| AUFGABE |
Kannst du den unten stehenden Bericht über die Reise nach Japan im selben Ton nach seinem letzten Satz fortsetzen?

| TEXTAUSZUG |
Meine Reise nach Japan begann eigentlich ganz normal. Ein tonnenschwerer Koffer, viel zu viel Nervosität und viel zu wenig Schlaf. Dann meine aufgeregte, unterdrückt besorgte Familie am Flughafen, ein ebenfalls tonnenschwerer Rucksack, das unentbehrliche Kuscheltier unter dem Arm. Herumhibbeln auf dem ersten Flug von Berlin nach Frankfurt, aufgeregte, erwartungsvolle Anspannung auf dem zweiten von Frankfurt nach Tokyo – und bleierne Müdigkeit auf dem dritten Flug von Tokyo nach Fukuoka, denn mal wieder war der Schlaf viel zu kurz gekommen.
Die ersten Tagen vergingen wie im Flug. Sie waren erfüllt vom Abschied von Cheryl, fremden Schriftzeichen, Verwirrung pur bei der Benutzung der Bahnen, vielen freundlichen, hilfsbereiten Japanern, meinem ersten Tag an der Genki JACS (Japanese Language And Culture School), einer besorgten Gastmutter, einem Telefonat mit dem Direktor der Schule, Evan Kirby, (der im Übrigen eine sehr angenehme, beruhigende Stimme hat,) einem Krankenhausaufenthalt – Moment, halt. Genau. Ja, einem Krankenhausaufenthalt. Was ist schief gegangen, fragt ihr euch? Naja, sagen wir, die Kombination aus Schlafmangel und einem nervösen Magen ist mir schon am ersten Tag nicht gut bekommen und ich war am dritten ein wenig (sehr) unterzuckert. Aber ich sehe auch diesen etwas unkonventionellen „Ausflug“ mit meiner Gastmutter als gute Erfahrung.

| DATENSÄTZE |
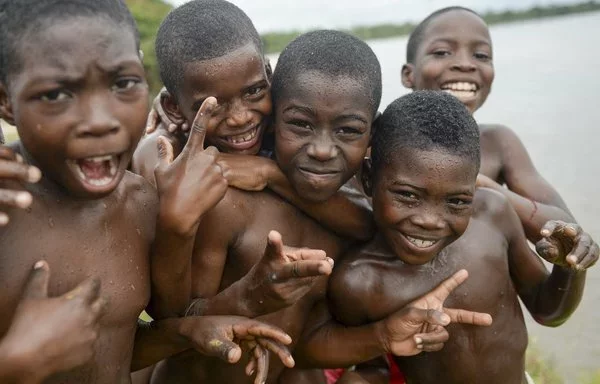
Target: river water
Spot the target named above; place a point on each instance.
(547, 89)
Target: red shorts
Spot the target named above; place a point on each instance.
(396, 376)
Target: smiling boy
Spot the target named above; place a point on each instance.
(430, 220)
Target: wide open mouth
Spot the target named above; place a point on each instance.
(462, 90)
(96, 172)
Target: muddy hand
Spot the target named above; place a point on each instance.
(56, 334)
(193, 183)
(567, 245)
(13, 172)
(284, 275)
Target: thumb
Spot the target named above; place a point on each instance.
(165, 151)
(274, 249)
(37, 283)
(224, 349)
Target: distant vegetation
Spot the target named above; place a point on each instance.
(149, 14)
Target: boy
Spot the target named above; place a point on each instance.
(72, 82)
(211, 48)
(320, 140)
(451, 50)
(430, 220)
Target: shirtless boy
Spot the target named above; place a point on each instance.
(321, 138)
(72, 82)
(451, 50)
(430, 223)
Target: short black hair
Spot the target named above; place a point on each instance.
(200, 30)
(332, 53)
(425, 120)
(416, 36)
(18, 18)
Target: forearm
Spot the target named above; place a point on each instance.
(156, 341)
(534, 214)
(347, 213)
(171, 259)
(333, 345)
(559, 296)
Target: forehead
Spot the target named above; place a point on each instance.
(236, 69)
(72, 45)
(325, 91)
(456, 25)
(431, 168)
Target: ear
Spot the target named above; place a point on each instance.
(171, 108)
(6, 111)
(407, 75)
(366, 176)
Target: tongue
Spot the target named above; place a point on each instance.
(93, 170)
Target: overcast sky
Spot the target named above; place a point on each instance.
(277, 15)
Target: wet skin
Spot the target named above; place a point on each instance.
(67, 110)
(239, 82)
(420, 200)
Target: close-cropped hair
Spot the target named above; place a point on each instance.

| ANTWORT |
Meine Gastmutter und ich haben uns irgendwann auch ohne die Hilfe des Google Translators gut und flüssig unterhalten können (Worauf ich immer noch sehr stolz bin!) und auch mit meinen Klassenkameraden wurden die Beziehungen besser und besser. Es war sogar ein Mädchen aus Berlin dabei, also quasi eine Nachbarin.
Obwohl ich in einer Gastfamilie und die anderem im Wohnheim gelebt haben, haben wir viel zusammen unternommen, waren einen Tempel in Gion-machi besuchen, zusammen essen. Und im Kino.
Am Donnerstag der dritten Woche war es dann so weit. Es bahnte sich eine Veränderung an, nämlich der Umzug von meiner Gastfamilie in ein Wohnheim, da Shoichi, Yumiko und ihre Kinder anlässlich des Obon-Festes ein paar Tage Urlaub bei Shoichis Familie geplant hatten. Meine Gastmutter umarmte mich zum Abschied, für Japaner außerhalb des Familien- und Freundeskreises eine fast schon intime Geste, und wünschte mir alles Gute, bevor ich, samt 30-Kilo-Koffer und 10-Kilo-Rucksack, in die Bahn stieg und zur Schule fuhr.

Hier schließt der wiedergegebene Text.